(WHAT IS BEING ASKED) A full and exact copy of the listing that follows is needed.

(DATA PROVIDED)
● ● ● ● ● ● ●

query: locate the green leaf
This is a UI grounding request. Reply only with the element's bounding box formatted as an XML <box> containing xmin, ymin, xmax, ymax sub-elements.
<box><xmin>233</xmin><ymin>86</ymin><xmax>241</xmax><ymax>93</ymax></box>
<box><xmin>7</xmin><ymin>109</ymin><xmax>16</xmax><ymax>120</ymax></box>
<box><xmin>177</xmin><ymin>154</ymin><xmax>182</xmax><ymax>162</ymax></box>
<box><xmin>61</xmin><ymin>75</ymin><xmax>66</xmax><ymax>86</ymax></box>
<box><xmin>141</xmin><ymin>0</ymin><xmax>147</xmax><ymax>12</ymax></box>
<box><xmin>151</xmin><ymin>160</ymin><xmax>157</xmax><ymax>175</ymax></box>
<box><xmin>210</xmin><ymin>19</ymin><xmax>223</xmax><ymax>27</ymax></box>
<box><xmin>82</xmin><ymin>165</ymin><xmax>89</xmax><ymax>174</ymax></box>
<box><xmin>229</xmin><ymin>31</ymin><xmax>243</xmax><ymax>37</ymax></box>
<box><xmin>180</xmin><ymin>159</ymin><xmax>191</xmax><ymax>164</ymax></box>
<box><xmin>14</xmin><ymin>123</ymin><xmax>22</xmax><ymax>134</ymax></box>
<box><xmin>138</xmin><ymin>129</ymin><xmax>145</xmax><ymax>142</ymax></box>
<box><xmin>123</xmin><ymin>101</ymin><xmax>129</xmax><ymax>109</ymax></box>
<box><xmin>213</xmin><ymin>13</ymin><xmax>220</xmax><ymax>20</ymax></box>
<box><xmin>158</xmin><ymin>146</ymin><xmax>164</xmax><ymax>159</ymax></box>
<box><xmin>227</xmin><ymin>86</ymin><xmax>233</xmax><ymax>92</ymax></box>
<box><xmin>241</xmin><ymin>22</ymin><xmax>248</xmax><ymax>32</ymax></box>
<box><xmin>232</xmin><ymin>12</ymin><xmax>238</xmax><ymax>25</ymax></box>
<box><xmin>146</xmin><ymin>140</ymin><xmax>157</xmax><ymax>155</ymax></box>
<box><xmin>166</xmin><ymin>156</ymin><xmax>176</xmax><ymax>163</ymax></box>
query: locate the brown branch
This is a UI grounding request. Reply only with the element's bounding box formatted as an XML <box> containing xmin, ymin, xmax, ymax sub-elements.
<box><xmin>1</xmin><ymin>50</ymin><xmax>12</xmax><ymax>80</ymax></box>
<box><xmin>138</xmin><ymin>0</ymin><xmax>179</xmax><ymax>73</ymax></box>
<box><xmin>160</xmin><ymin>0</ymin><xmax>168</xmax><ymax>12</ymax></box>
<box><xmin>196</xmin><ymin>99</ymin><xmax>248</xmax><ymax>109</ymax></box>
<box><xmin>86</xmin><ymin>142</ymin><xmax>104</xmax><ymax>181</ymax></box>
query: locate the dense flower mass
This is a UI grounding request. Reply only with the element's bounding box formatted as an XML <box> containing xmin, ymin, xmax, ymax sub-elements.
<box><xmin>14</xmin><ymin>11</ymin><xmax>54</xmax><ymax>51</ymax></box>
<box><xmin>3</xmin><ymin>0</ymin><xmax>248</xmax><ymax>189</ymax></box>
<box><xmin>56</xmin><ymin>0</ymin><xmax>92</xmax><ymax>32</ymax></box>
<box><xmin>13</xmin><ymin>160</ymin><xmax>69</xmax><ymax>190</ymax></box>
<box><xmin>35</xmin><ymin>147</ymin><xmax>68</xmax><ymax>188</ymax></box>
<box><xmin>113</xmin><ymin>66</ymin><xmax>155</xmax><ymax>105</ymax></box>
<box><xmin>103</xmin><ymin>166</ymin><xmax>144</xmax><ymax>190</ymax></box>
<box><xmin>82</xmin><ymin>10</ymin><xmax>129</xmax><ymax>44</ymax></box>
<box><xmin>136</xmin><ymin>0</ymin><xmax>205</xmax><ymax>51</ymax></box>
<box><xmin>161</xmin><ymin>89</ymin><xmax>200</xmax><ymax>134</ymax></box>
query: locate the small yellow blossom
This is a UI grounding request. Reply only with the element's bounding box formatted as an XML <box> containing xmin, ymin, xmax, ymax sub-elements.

● ● ● ● ● ● ●

(EXERCISE ANSWER)
query: locate the green leaf
This is a UI grounding request. Reply only with the element's bounding box formatted as an XML <box> containing xmin, ymin, xmax, ymax sub-elements.
<box><xmin>233</xmin><ymin>86</ymin><xmax>241</xmax><ymax>93</ymax></box>
<box><xmin>7</xmin><ymin>109</ymin><xmax>16</xmax><ymax>120</ymax></box>
<box><xmin>177</xmin><ymin>154</ymin><xmax>182</xmax><ymax>162</ymax></box>
<box><xmin>61</xmin><ymin>75</ymin><xmax>66</xmax><ymax>86</ymax></box>
<box><xmin>141</xmin><ymin>0</ymin><xmax>147</xmax><ymax>12</ymax></box>
<box><xmin>151</xmin><ymin>160</ymin><xmax>157</xmax><ymax>175</ymax></box>
<box><xmin>210</xmin><ymin>19</ymin><xmax>223</xmax><ymax>27</ymax></box>
<box><xmin>82</xmin><ymin>165</ymin><xmax>89</xmax><ymax>174</ymax></box>
<box><xmin>229</xmin><ymin>31</ymin><xmax>243</xmax><ymax>37</ymax></box>
<box><xmin>180</xmin><ymin>159</ymin><xmax>191</xmax><ymax>164</ymax></box>
<box><xmin>14</xmin><ymin>123</ymin><xmax>22</xmax><ymax>134</ymax></box>
<box><xmin>138</xmin><ymin>129</ymin><xmax>145</xmax><ymax>142</ymax></box>
<box><xmin>123</xmin><ymin>101</ymin><xmax>129</xmax><ymax>109</ymax></box>
<box><xmin>213</xmin><ymin>13</ymin><xmax>220</xmax><ymax>20</ymax></box>
<box><xmin>158</xmin><ymin>146</ymin><xmax>164</xmax><ymax>159</ymax></box>
<box><xmin>227</xmin><ymin>86</ymin><xmax>233</xmax><ymax>92</ymax></box>
<box><xmin>241</xmin><ymin>22</ymin><xmax>248</xmax><ymax>32</ymax></box>
<box><xmin>232</xmin><ymin>12</ymin><xmax>238</xmax><ymax>25</ymax></box>
<box><xmin>146</xmin><ymin>140</ymin><xmax>157</xmax><ymax>155</ymax></box>
<box><xmin>166</xmin><ymin>156</ymin><xmax>176</xmax><ymax>163</ymax></box>
query: locate the brown branch
This is a UI grounding request. Reply only with the element's bounding box formatted as an XML <box> containing xmin, ymin, xmax, ymax sub-elements.
<box><xmin>1</xmin><ymin>50</ymin><xmax>12</xmax><ymax>80</ymax></box>
<box><xmin>138</xmin><ymin>0</ymin><xmax>179</xmax><ymax>73</ymax></box>
<box><xmin>160</xmin><ymin>0</ymin><xmax>168</xmax><ymax>12</ymax></box>
<box><xmin>196</xmin><ymin>99</ymin><xmax>248</xmax><ymax>109</ymax></box>
<box><xmin>86</xmin><ymin>142</ymin><xmax>104</xmax><ymax>181</ymax></box>
query: locate the dense flower mass
This is a UI grounding request. Reply only with the element's bounding box formatted as an XML <box> containing xmin, ymin, xmax, ymax sub-elements.
<box><xmin>14</xmin><ymin>11</ymin><xmax>54</xmax><ymax>51</ymax></box>
<box><xmin>3</xmin><ymin>0</ymin><xmax>248</xmax><ymax>189</ymax></box>
<box><xmin>56</xmin><ymin>0</ymin><xmax>92</xmax><ymax>32</ymax></box>
<box><xmin>13</xmin><ymin>160</ymin><xmax>69</xmax><ymax>190</ymax></box>
<box><xmin>35</xmin><ymin>147</ymin><xmax>68</xmax><ymax>188</ymax></box>
<box><xmin>113</xmin><ymin>66</ymin><xmax>155</xmax><ymax>105</ymax></box>
<box><xmin>103</xmin><ymin>166</ymin><xmax>144</xmax><ymax>190</ymax></box>
<box><xmin>82</xmin><ymin>10</ymin><xmax>129</xmax><ymax>44</ymax></box>
<box><xmin>136</xmin><ymin>0</ymin><xmax>205</xmax><ymax>51</ymax></box>
<box><xmin>161</xmin><ymin>89</ymin><xmax>200</xmax><ymax>134</ymax></box>
query: locate the small yellow blossom
This is a UI grounding request. Reply only with the element's bounding box formatted as an XML <box> containing xmin, ymin, xmax, ymax sub-elements.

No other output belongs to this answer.